* _Directions_: Return the records, each one exactly as written.

A block of data
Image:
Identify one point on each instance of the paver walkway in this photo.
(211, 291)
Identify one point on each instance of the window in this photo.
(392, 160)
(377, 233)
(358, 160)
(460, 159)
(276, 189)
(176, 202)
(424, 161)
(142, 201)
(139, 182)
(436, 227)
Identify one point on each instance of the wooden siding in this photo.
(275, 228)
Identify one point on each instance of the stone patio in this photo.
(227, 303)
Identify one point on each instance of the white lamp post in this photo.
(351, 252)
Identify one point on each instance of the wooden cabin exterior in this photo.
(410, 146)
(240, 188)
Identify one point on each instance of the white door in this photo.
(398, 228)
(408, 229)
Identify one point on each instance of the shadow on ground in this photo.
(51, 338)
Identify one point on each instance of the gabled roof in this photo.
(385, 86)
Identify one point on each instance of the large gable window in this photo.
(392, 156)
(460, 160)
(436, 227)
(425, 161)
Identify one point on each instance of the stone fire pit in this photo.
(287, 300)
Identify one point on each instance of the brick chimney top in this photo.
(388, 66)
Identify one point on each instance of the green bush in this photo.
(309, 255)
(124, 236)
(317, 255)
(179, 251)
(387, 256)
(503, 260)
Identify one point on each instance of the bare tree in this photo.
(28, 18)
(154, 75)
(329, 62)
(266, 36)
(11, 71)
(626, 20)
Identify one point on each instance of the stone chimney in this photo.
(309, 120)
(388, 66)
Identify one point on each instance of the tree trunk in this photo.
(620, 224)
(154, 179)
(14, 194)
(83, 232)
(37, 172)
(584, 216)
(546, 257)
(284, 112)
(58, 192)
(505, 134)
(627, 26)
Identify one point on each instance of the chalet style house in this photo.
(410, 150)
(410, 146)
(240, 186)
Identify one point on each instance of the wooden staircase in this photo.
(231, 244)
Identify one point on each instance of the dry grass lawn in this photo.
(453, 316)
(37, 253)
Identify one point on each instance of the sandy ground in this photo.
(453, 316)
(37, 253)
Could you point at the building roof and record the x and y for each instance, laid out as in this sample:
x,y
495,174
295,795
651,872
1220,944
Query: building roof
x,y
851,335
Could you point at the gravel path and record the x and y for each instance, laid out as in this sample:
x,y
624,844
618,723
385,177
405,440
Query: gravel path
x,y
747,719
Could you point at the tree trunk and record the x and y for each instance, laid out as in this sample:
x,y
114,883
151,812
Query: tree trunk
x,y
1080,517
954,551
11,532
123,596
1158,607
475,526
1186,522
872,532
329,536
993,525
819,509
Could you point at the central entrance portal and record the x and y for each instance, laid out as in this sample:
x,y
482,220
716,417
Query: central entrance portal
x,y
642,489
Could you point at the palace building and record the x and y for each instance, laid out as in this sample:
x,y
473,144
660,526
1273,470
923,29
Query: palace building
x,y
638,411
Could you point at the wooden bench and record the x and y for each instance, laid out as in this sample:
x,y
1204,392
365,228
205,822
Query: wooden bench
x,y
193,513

* _Exercise result_:
Image:
Identify one point on each instance of the paver walkway in this photo.
(211, 291)
Identify one point on each instance of the window in this photo.
(392, 160)
(377, 233)
(358, 160)
(460, 159)
(276, 189)
(176, 202)
(424, 161)
(142, 201)
(139, 182)
(436, 227)
Identify one point on each instance of the wooden siding in this photo.
(275, 228)
Identify one point on each instance of the stone patio in this photo.
(227, 303)
Identify one point on each instance of the white lamp post in this photo.
(351, 252)
Identify one point on each instance of the wooden cabin exterior in this photo.
(410, 146)
(240, 188)
Identify one point on each instance of the white door in this photo.
(398, 228)
(408, 229)
Identify one point on each instance of the shadow on ground in this photo.
(51, 338)
Identify one point on each instance of the gabled roof in this photo.
(385, 86)
Identify one point on each instance of the large gable window in this photo.
(392, 156)
(460, 160)
(436, 227)
(425, 161)
Identify one point on each instance of the stone fire pit in this photo.
(287, 300)
Identify one point on each instance of the brick chimney top in this photo.
(388, 66)
Identify one point on each instance of the green bush in this photo.
(309, 255)
(124, 236)
(317, 255)
(179, 251)
(387, 256)
(503, 260)
Identify one point on each instance of the bare tree in this photo.
(28, 18)
(154, 75)
(329, 62)
(266, 36)
(11, 71)
(626, 20)
Identify one point on each instance of the stone chimney in this photo.
(309, 120)
(388, 66)
Identify one point on each instance of the tree trunk in this photo.
(620, 224)
(154, 179)
(14, 194)
(83, 232)
(37, 172)
(584, 216)
(546, 257)
(284, 112)
(58, 192)
(505, 134)
(627, 26)
Identify one point on each instance of the chalet style house in this photo.
(410, 150)
(410, 146)
(240, 186)
Identify one point on each instance of the wooden staircase in this photo.
(231, 244)
Identify one point on each instance of the dry grass lawn in this photo.
(453, 316)
(37, 253)
Identify one point on each instance of the sandy ground in this photo.
(453, 316)
(37, 253)
Could you point at the building roof and record the x and y for each instance, laid out as in this sample:
x,y
495,174
295,795
651,872
1220,944
Query: building roof
x,y
851,335
Could you point at the gravel path and record the x and y for each instance, laid out as in this sample:
x,y
624,844
618,723
385,177
405,440
Query: gravel path
x,y
747,719
Could you point at the tree trunk and record the x and y for each instance, laid out as in this sample:
x,y
114,883
151,812
Query: tree trunk
x,y
1080,517
954,551
11,532
123,596
1158,607
475,526
1186,522
872,532
329,536
993,525
819,509
Could you point at the central entrance portal and record the x and y for each instance, laid out as in this sample:
x,y
482,220
716,417
Query: central entrance portal
x,y
642,489
Could you point at the palace building and record the x and y for each instance, laid out as in this sample:
x,y
473,144
660,526
1273,470
923,29
Query: palace building
x,y
638,411
Could you point at the wooden bench and record the x and y for each instance, laid out as in this sample:
x,y
1204,392
365,228
205,822
Query: wooden bench
x,y
193,513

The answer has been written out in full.